» **PROBLEM STATEMENT**:
Take from the data every line in which the word "range" is found.

» **TASK INPUT**:
________

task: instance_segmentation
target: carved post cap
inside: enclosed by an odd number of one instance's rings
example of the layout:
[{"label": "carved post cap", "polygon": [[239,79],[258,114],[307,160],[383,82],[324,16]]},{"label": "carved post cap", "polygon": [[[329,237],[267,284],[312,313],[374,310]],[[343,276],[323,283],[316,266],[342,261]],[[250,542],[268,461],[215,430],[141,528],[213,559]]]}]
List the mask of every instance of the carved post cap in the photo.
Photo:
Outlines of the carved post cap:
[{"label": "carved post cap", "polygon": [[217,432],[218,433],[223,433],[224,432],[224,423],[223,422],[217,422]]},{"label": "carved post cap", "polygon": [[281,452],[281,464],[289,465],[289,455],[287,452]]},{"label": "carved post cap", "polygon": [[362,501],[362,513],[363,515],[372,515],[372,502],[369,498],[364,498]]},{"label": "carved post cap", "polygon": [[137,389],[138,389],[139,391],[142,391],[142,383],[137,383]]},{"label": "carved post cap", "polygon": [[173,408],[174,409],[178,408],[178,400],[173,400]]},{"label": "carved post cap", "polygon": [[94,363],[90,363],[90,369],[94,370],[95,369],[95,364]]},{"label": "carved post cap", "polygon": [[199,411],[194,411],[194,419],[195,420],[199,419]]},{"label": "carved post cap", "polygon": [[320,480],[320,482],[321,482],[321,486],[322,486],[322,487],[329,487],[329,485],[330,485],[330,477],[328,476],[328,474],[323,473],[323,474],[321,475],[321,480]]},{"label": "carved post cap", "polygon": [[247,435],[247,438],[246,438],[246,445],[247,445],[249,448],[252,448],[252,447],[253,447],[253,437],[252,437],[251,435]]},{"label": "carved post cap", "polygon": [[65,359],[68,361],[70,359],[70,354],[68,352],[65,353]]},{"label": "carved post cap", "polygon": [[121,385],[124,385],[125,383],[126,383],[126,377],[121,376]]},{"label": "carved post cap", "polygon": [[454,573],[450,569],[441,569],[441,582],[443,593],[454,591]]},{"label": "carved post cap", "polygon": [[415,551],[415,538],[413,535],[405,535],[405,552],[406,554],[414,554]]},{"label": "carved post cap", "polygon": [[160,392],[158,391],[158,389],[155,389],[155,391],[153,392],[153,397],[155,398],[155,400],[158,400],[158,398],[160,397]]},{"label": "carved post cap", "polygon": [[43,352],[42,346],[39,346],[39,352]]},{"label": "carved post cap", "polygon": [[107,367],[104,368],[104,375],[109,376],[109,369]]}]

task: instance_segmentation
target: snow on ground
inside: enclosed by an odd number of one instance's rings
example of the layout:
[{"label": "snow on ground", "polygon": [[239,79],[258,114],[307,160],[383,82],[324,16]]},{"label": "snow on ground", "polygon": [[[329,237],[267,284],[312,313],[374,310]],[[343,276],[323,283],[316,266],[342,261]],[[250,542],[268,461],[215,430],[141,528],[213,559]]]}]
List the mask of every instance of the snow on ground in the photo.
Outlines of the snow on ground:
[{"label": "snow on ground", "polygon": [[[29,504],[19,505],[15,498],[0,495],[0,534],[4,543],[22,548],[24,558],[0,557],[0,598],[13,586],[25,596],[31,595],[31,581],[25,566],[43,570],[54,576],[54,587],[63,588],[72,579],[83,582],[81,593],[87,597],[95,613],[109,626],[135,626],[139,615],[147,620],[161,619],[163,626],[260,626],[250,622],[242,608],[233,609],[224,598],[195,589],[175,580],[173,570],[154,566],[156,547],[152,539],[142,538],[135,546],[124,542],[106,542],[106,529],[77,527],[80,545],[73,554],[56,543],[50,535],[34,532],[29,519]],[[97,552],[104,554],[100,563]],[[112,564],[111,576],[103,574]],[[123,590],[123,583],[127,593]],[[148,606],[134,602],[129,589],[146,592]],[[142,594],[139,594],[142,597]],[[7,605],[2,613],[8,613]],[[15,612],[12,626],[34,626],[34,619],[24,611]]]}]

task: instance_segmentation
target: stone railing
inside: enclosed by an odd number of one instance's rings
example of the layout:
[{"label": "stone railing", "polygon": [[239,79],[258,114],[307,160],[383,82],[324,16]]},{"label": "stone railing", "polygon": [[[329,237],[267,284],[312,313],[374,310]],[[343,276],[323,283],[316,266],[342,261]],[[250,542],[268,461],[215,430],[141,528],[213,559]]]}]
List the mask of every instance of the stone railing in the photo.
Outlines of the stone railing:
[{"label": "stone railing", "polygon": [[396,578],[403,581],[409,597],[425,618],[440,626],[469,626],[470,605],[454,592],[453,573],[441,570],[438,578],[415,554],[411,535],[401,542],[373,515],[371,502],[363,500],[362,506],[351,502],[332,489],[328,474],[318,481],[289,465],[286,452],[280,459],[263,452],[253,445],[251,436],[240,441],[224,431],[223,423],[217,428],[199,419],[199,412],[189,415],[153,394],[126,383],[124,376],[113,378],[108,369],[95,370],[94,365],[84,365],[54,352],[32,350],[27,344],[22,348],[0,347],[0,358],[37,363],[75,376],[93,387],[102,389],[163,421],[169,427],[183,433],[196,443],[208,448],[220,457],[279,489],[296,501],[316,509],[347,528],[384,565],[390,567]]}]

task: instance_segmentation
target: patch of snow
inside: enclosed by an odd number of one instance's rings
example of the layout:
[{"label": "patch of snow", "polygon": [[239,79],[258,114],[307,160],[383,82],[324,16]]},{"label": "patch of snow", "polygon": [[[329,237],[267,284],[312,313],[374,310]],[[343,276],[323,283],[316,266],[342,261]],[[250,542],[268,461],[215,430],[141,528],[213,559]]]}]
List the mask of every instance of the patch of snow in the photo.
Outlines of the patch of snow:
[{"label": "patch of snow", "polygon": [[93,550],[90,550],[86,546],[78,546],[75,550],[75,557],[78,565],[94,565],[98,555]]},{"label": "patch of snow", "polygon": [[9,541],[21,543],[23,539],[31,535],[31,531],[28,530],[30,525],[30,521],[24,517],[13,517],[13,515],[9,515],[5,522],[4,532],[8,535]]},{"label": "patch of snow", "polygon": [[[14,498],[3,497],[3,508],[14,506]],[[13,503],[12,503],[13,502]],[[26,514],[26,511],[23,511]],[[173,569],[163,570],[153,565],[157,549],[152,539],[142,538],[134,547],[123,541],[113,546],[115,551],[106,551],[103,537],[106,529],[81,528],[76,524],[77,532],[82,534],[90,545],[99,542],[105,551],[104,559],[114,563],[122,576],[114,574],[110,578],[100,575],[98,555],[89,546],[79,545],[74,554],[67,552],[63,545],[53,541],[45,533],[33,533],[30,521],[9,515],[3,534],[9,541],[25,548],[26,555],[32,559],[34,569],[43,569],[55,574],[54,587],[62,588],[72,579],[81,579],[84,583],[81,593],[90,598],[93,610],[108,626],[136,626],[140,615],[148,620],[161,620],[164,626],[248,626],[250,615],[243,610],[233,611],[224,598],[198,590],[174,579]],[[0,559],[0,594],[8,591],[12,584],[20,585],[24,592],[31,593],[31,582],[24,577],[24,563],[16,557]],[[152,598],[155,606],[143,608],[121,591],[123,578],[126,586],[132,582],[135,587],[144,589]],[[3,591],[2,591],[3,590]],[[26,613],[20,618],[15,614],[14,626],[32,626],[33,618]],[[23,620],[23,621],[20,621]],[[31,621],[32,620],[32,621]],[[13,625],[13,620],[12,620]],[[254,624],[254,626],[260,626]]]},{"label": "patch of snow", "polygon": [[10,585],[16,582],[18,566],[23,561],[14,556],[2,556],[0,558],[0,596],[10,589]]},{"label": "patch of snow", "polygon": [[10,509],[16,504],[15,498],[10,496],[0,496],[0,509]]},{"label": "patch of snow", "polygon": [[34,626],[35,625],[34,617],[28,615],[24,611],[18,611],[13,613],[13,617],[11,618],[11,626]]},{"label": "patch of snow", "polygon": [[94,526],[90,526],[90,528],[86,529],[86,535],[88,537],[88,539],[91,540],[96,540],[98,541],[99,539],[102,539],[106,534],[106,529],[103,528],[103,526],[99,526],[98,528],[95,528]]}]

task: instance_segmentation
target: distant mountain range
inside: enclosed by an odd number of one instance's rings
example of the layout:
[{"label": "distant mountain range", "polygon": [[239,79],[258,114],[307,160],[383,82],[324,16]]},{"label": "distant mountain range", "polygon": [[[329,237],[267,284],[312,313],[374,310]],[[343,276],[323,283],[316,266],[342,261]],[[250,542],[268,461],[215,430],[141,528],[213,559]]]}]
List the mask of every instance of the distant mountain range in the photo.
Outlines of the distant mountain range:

________

» **WRITTEN ANSWER**:
target: distant mountain range
[{"label": "distant mountain range", "polygon": [[239,79],[258,114],[307,160],[383,82],[324,16]]},{"label": "distant mountain range", "polygon": [[[329,237],[267,284],[312,313],[374,310]],[[343,276],[323,283],[316,266],[342,261]],[[250,542],[268,461],[215,430],[141,528],[213,559]]]}]
List the mask of every instance of the distant mountain range in the photo.
Outlines of the distant mountain range:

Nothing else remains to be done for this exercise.